REQUIREMENT
Locate each line of the material that contains the word "shirt" and copy those lines out. Case counts.

EXTRACTED INFORMATION
-.-.-

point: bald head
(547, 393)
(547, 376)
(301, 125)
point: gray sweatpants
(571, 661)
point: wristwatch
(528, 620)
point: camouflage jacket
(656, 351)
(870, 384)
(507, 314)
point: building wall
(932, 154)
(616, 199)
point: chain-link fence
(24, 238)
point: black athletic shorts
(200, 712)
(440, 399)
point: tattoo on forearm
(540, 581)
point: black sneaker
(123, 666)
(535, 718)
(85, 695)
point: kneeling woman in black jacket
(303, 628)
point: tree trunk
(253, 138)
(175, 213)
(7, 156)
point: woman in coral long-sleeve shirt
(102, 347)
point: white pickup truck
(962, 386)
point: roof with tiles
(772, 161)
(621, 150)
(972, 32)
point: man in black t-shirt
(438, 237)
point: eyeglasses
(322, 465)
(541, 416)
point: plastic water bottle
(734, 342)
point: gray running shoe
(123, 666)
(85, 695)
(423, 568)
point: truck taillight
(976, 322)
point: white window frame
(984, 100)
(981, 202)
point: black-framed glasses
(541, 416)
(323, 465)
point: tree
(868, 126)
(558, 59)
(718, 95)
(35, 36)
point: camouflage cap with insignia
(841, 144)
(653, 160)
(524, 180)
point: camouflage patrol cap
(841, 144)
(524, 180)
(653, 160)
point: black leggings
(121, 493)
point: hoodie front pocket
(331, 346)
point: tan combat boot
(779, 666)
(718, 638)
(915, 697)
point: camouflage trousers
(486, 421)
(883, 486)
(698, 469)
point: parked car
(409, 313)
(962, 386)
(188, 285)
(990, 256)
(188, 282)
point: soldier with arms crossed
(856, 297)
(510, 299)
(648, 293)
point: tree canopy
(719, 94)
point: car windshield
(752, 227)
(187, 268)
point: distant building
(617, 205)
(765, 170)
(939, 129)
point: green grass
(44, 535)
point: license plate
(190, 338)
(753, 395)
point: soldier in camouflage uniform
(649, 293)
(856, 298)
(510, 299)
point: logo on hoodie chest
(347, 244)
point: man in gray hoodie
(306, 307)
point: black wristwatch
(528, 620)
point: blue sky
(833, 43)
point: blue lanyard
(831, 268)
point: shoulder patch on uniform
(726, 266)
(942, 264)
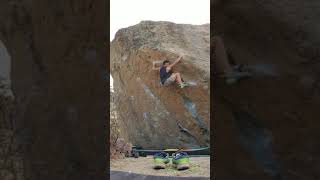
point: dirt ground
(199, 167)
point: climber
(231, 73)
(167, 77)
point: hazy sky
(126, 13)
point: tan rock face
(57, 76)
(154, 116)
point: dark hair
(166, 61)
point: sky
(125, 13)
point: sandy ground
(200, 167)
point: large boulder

-.-.-

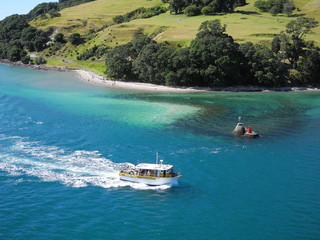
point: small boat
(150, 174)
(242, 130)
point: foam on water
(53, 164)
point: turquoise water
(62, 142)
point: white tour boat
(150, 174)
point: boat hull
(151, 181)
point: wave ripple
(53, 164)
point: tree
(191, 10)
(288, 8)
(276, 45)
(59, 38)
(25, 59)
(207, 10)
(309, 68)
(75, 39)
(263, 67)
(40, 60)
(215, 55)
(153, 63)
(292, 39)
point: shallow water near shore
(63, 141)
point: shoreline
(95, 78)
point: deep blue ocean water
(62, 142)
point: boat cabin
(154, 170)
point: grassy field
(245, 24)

-.-.-

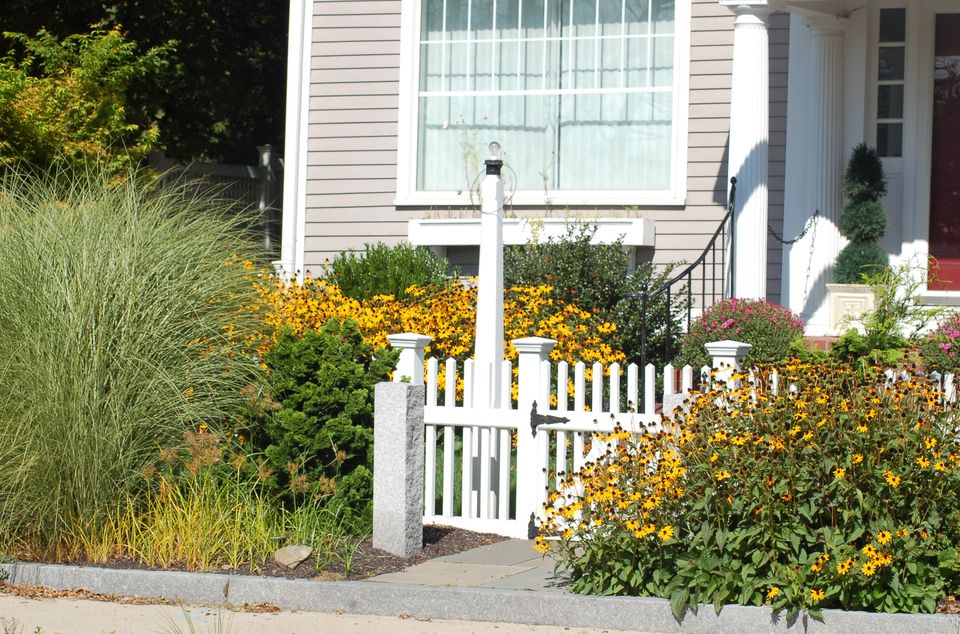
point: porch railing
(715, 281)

-.-.-

REPLY TO THE TASK
point: woman in coral long-sleeve shirt
point: man in black t-shirt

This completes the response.